Page excerpt START

Dogwood meeting tonight
Mayor Downey's pet program, the Dogwood Project, is moving along. A special Dogwood Committee Meeting is to be held tonight (Tuesday), at 7:00 p.m. at the County Extension Office on the Square.

If you want to get in on the Dogwoods this year, contact the newspaper office today. Tell Marie Finn the number of dogwoods you want and the price you are willing to pay.

Momentum in the Dogwood Project has been picking up. It looks as though it is another Columbia Success Story.

The community is getting used to success now. It no longer scares us.

It's getting harder to stop progress
There was a time when progress was easy to stop. "You boys can't do that," was the old cry, and it once scared "the boys" who wanted to take positive steps for Columbia.

That's the story on Columbia's newest industry, Lakeland Apparel.

As with the long list of potential Columbia industries, this one was almost stopped cold, locally, but the backers just didn't believe that they ought to take no for an answer.

Actually, even before they got their local "no," they made other plans.

Yesterday, a well-coordinated plan to get machines to Columbia, a heating system in the factory, and remodeling on the Durham building started.

Applications were taken yesterday in the county employment office.

By early March, the plant should be underway.

The payroll will mean $250,000 more a year for Columbia.

That money will go into Columbia stores, into new Columbia building, into Columbia restaurants. It will pay Columbia and Adair County taxes. It will buy newspapers. And pay for new cars Columbians buy. And yes, some of that payroll will go into Columbia financial institutions.

They've been told why it won't work
As usual, the management of the plant, headed by Don Moss, State Farm Insurance Agent, and Roscoe McKamey, have been told why their project won't work.

Ordinarily, that would have stopped the backers.

It has in the past. It did two years ago when a prospective employer in the needlecrafts industry tried to locate here, I'm told on good authority.

It's high hopes
In the days of Camelot, when President Kennedy's group raised high hopes, we thought there would be a better day. You know, we've done a lot better that we would have if the young president had said, "Hang it all up. The United States is going to Hell in a Hack. There's no use wanting anything any better."

Page excerpt END
Information shown START

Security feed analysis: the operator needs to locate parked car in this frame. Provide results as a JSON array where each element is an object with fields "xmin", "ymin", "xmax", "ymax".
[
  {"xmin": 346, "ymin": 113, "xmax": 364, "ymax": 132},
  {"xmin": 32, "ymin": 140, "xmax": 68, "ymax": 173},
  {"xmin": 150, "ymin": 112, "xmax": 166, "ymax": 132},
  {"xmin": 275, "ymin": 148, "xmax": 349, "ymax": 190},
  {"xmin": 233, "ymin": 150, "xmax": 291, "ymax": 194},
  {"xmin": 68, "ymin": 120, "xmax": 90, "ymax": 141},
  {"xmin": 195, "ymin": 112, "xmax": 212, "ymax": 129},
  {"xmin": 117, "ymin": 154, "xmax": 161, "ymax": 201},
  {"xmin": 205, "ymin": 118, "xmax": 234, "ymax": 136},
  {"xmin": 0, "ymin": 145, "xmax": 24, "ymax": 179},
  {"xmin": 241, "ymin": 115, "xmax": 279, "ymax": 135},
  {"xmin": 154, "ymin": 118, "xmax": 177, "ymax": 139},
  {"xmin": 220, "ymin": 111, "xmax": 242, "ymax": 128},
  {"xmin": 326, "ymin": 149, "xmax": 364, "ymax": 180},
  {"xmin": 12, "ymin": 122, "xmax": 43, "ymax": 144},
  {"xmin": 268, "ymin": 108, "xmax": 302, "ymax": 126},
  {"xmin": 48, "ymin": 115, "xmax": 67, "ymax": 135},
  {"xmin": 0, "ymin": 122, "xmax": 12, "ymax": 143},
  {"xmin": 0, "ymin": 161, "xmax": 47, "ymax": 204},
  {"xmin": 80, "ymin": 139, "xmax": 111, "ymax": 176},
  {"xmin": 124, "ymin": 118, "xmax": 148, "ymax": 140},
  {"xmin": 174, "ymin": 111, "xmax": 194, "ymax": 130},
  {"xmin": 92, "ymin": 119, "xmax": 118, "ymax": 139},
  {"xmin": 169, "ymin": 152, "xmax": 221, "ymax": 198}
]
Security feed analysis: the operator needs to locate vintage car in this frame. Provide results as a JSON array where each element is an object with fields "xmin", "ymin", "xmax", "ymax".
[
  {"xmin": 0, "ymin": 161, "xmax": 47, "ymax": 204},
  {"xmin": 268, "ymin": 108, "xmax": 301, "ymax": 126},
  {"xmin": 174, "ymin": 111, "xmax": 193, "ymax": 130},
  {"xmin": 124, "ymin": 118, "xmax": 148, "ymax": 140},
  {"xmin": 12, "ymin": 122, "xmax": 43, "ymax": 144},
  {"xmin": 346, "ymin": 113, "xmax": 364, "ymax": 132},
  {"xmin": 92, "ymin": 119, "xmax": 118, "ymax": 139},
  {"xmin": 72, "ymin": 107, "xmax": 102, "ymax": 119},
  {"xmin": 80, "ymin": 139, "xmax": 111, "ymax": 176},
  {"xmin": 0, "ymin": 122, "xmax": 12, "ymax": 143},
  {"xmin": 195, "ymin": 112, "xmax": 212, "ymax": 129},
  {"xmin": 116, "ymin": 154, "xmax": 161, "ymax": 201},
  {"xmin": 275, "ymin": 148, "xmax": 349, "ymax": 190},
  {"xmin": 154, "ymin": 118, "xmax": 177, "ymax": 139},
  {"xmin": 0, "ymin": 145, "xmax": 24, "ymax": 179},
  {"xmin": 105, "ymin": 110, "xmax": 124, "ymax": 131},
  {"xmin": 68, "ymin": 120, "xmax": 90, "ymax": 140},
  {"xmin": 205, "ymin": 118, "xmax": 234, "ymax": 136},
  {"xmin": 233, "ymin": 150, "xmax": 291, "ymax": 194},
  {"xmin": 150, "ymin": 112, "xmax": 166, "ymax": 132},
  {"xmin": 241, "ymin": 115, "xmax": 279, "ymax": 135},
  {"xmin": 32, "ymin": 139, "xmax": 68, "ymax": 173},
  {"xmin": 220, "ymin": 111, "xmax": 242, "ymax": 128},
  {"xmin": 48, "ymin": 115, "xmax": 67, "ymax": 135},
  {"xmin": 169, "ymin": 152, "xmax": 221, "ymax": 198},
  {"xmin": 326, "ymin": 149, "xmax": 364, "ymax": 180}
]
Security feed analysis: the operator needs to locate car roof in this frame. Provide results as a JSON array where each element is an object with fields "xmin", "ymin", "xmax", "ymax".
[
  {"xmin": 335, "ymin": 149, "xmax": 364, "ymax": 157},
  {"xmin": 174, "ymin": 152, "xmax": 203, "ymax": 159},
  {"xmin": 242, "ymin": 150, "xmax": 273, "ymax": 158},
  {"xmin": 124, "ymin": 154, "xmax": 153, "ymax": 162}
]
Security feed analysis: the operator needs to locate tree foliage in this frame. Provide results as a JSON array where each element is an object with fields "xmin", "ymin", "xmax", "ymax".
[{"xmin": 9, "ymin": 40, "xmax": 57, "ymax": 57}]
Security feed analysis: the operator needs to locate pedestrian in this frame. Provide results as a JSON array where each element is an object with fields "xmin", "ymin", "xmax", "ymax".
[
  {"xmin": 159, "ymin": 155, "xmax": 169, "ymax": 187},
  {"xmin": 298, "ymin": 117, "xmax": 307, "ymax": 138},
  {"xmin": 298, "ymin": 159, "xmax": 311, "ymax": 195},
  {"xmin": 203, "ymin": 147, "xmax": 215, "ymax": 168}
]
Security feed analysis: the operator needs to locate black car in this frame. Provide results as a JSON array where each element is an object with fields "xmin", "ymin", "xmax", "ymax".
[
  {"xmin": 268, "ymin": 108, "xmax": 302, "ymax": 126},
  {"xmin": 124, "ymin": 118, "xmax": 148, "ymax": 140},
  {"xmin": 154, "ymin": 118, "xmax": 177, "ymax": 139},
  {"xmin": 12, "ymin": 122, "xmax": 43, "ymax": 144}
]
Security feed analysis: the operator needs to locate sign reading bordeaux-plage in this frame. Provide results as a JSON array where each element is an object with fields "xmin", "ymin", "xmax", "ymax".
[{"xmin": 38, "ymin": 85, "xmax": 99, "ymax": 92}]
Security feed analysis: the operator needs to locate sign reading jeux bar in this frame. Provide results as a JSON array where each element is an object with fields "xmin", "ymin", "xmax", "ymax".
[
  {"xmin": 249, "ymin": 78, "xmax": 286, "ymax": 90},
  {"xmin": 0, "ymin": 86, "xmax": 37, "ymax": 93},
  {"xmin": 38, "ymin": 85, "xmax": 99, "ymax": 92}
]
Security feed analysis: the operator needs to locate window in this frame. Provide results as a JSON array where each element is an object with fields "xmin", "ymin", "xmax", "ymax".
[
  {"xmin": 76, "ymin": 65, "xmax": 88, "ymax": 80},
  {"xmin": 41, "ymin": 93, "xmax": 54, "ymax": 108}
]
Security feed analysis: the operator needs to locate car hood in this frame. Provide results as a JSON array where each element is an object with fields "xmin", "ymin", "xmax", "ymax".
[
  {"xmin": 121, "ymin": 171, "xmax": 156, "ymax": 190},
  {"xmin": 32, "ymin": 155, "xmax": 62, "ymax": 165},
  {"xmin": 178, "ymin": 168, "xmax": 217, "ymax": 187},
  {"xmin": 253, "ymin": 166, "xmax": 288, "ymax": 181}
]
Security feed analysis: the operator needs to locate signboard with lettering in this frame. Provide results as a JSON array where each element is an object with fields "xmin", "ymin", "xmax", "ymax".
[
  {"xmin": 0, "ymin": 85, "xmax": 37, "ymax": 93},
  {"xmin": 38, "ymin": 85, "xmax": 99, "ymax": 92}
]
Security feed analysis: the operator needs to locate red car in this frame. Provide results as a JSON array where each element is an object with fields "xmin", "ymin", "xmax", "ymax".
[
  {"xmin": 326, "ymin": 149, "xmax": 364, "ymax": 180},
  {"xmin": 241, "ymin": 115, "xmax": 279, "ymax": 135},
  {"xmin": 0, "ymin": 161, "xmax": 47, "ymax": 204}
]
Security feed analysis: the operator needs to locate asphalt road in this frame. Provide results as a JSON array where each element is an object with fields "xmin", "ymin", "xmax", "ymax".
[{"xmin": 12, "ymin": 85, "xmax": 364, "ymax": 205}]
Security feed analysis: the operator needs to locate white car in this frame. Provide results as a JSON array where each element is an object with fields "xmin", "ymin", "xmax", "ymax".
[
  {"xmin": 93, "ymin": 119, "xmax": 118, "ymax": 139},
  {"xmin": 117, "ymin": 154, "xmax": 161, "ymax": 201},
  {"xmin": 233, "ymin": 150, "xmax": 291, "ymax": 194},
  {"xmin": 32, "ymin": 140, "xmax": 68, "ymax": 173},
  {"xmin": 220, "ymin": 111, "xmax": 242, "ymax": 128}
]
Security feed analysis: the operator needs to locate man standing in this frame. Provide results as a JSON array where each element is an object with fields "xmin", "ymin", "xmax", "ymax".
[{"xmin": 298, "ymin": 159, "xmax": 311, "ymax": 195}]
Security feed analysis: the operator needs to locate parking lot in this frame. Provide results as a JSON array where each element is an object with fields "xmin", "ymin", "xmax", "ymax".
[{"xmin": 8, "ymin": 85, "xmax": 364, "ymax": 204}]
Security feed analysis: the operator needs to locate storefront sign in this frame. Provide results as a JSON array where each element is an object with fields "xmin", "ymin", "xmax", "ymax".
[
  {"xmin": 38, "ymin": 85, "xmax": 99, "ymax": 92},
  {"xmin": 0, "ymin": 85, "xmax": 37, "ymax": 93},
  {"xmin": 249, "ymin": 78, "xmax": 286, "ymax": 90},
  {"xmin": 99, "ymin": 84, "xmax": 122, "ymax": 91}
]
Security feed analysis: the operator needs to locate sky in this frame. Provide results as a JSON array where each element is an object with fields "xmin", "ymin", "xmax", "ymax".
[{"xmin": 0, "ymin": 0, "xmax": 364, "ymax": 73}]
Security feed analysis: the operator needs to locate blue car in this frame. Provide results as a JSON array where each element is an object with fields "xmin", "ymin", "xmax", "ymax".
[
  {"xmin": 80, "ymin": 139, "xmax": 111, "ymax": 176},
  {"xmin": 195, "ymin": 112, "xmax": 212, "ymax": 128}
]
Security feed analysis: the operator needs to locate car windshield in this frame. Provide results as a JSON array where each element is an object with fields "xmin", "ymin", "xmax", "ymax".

Information shown END

▶ [Task list]:
[1] According to the Columbia newspaper column, how much will the Lakeland Apparel payroll add to Columbia each year?
[2] Write the next part of the Columbia newspaper column, picking up after its last sentence.

▶ [Per-task answers]:
[1] $250,000 more a year.

[2]
For too long, Columbia has had the pessimists in charge, telling our people, "It is no use. Either take it like it is or hang it up. Curse God and die."

Until a decade ago, too many people listened. True, there were the major exceptions, those giants of Adair County Commerce who could have prospered on the rockiest grounds. They made it. After a briefly remembered vow for many, that they would change things when they got the chance.

Those who would have made it, but needed a little encouragement, had to leave for other towns, for other cities, with their only Adair County hopes being that they might come back to live their last decade and be buried here.

That past is a sorry commentary on us as a people.

It's changing now
Things are changing now. No longer can a willful little group of men, who already have their own fortunes made, stop the dreamers, the builders, the doers of the coming generation.

But today, if you have guts and want to make it, remember this:

The Mayor won't stop you. And he wouldn't want to.

The County Judge won't stop you. And he wouldn't want to.

The Fiscal Court won't stop you. They want the county to grow.

The Town Council won't stop you. They want Columbia to prosper.

The Schools won't stop you. They want a future for the children.

The Hospital won't stop you. The management needs progress.

And financing institutions encompass more than a single group. There is more than one waterhole in the desert. One of them can't stop you.

If I have one hope for this community, this county, it is that we learn - hopefully this year - that Adair County needs to return its capital to work for the community. We need all the capital strength we can muster to raise the Gross County Product - to provide jobs, prosperity, and security. And a better prospect for the 1978 graduates of Adair County High and Lindsey Wilson College than a one-way ticket to Chicago.